◆ WHAT YOU SHOULD DO: Reproduce every one of the entries below verbatim, keeping their original order.

◆ PROVIDED ENTRIES:
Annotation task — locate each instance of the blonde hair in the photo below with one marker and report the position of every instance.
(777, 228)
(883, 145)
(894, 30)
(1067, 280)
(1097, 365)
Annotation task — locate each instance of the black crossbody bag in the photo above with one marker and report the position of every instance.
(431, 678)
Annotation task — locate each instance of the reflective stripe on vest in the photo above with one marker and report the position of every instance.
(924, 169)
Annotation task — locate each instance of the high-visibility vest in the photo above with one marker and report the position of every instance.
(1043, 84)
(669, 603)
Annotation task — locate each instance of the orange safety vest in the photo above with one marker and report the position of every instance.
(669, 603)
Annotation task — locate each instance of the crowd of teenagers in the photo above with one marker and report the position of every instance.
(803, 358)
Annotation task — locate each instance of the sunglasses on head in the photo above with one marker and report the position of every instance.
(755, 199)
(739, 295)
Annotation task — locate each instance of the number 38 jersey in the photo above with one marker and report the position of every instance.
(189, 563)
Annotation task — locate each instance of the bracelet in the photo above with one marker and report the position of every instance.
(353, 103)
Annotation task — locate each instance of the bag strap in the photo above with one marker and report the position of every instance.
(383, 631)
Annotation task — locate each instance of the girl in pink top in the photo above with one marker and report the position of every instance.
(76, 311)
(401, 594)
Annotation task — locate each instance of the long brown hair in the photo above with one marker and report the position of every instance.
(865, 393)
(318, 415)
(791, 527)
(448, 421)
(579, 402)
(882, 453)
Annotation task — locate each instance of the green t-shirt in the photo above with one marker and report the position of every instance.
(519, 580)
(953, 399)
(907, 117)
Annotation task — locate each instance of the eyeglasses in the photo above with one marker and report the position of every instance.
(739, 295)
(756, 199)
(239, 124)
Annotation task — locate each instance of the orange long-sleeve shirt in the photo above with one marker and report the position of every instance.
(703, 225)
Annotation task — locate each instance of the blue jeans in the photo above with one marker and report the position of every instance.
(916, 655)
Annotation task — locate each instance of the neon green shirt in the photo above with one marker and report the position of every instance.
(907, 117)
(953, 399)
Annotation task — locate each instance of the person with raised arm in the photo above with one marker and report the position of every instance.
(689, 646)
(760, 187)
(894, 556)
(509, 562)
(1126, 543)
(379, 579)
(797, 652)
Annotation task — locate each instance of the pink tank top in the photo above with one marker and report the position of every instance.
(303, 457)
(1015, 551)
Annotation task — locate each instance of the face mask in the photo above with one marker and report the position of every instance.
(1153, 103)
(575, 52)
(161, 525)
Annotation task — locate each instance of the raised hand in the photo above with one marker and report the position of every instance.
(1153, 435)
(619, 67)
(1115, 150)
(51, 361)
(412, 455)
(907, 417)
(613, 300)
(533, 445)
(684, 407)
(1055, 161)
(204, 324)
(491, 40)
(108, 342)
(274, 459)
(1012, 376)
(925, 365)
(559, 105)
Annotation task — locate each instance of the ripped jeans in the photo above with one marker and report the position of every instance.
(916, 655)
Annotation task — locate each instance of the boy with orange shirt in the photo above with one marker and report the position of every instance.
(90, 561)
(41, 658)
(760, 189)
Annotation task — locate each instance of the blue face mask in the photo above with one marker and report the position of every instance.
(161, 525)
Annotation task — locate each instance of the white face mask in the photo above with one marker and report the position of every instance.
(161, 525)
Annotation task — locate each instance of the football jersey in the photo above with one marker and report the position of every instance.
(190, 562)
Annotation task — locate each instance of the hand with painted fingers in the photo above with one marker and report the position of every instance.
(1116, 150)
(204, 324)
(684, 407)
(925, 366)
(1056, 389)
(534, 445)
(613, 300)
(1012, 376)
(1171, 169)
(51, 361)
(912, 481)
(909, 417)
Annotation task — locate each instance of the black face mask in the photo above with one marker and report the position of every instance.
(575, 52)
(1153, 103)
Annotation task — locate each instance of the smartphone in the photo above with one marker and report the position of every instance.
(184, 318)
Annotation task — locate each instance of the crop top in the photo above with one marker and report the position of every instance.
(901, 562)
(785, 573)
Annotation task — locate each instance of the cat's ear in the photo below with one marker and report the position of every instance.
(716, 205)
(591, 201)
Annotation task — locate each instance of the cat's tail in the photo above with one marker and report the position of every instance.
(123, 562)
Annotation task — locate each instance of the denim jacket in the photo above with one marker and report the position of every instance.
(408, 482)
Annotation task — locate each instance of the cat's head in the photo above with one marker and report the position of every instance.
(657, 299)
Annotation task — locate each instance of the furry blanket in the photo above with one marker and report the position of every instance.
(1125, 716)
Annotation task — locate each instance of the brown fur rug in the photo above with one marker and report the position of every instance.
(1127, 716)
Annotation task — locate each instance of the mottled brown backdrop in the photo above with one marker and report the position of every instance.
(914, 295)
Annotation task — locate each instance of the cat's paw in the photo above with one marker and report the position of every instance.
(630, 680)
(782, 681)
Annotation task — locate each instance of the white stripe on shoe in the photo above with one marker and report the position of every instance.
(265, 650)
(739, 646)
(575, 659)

◆ ANSWER FOR THE TASK:
Annotation task — locate each instance of the blonde hair in the photo below with one marker and report the position of every instance.
(777, 228)
(883, 145)
(894, 30)
(1067, 280)
(1097, 365)
Annotation task — locate each instance of the black crossbody bag in the photo above with one marker and report the position of every instance.
(431, 678)
Annotation task — locate each instance of the reflective stripe on vest in the photo above with one marker and report the position of every instance.
(924, 169)
Annotation task — locate each instance of the high-visibility vest in the photo above with one marker and report the position of every instance.
(1043, 84)
(669, 603)
Annotation task — locate each instance of the orange safety vest in the photo above with one marker and report the position of every instance.
(669, 603)
Annotation task — locate each instance of the crowd of teenagers in the photo above with one marker and report the position of every instance.
(803, 358)
Annotation task — locate each instance of the sunglasses on head in the photo above with one marker and report the position of every instance.
(755, 199)
(739, 295)
Annotation task — locate each instance of the number 38 jersey in the photo above with one marker and report the position of every instance.
(189, 563)
Annotation task — locate each instance of the bracelet in the photo above with one marker and report the position of every instance.
(353, 103)
Annotation task — locate each instance of the bag strap in the photo above with one marker and report the position of every instance.
(383, 631)
Annotation task — locate each instance of the girl in pink top in the photo above with one marker and report the position of every instance.
(76, 311)
(401, 594)
Annotation task — locate each instance of the long brown hair in the photo above with one marker and report the position of every instance.
(865, 393)
(318, 415)
(791, 527)
(448, 421)
(579, 402)
(882, 453)
Annotation task — locate each instance of the green t-shirt in the photo above with one marker and report the position of every instance.
(519, 580)
(953, 399)
(907, 117)
Annotation task — locate each instance of the eyeglasses in the photo above with one marker and report the position of every instance.
(739, 295)
(756, 199)
(239, 124)
Annotation task — locate each instance of the orange long-sleeve shirt in the photo above with one marker and report the position of every instance.
(703, 225)
Annotation task — locate each instance of the blue jeans in the photo above with one marker and report the position of every instance.
(916, 655)
Annotation task — locate each instance of the neon green shirt in the photo above with one marker and report the position of every instance.
(907, 117)
(953, 399)
Annotation task — locate each instance of the person with raised arm in the photo above with one marker and report the position of every instance.
(689, 646)
(760, 187)
(894, 556)
(509, 562)
(1126, 543)
(379, 579)
(797, 652)
Annotation task — locate each instance of the pink tank top in the photo above with one marker and report the position of every instance.
(303, 457)
(1015, 551)
Annotation task — locate each instance of the face mask in the photo above with one marker and report the position of every instance.
(1153, 103)
(575, 52)
(161, 525)
Annotation task — locate each instance of the raised hand in the photo above with one marker and report the position of every instance.
(1153, 435)
(619, 67)
(1115, 150)
(51, 361)
(412, 455)
(907, 417)
(613, 300)
(533, 445)
(684, 407)
(1055, 161)
(204, 324)
(491, 40)
(108, 342)
(274, 459)
(1012, 376)
(925, 365)
(559, 105)
Annotation task — locate each instance of the ripped jeans in the photo above with one marker and report the position of every instance.
(916, 655)
Annotation task — locate each instance of the boy with orange shirt in the photo above with one marker and report the position of every instance.
(90, 561)
(41, 658)
(760, 189)
Annotation task — locate each instance of the blue face mask in the photo above with one marker and report the position of every instance.
(161, 525)
Annotation task — locate each instance of the white face mask in the photo above with one marker and report the position of every instance.
(161, 525)
Annotation task — locate each instance of the football jersey in the photo above with one marker and report the position of every instance.
(190, 562)
Annotation task — locate each instance of the hand with painted fingers in the photo above with one marker and report the position of every instance.
(1116, 150)
(204, 324)
(684, 407)
(925, 366)
(1056, 389)
(534, 445)
(613, 300)
(1012, 376)
(1171, 169)
(51, 361)
(912, 481)
(909, 417)
Annotation task — locate each instance of the black face mask in the photo above with one marker and report the position of every instance.
(575, 52)
(1153, 103)
Annotation task — locate each instance of the smartphone in the photo above with one marker and report the position of every instance.
(184, 318)
Annotation task — locate each instance of the crop top in the photo above with one marker and report the position of every instance.
(901, 562)
(785, 573)
Annotation task — locate each instance of the cat's ear in the photo below with one marker and report the position of every instance.
(716, 205)
(591, 201)
Annotation task — locate each instance of the cat's tail in the photo above with one marker and report the position of every instance.
(123, 562)
Annotation task — locate each instance of the denim jacket in the photo above with one marker and report the position of every instance.
(408, 482)
Annotation task — locate each instance of the cat's head in the photo above with one marker and report the position of every instance.
(657, 299)
Annotation task — locate each instance of the furry blanket in the photo above with one marker and report the position of every instance.
(1125, 716)
Annotation task — locate each instance of the brown fur rug in the photo above with one marker and report the position of every instance.
(1127, 716)
Annotation task — locate each instance of the mottled brown backdrop in the photo above with one marker and report the position of every instance.
(914, 295)
Annotation task — locate each instance of the cat's paw in the photo above with one marker and report the position of every instance.
(630, 680)
(782, 681)
Annotation task — locate each instance of the white stripe on shoe in the photo above with one marker and report the position of every instance.
(265, 650)
(739, 646)
(575, 659)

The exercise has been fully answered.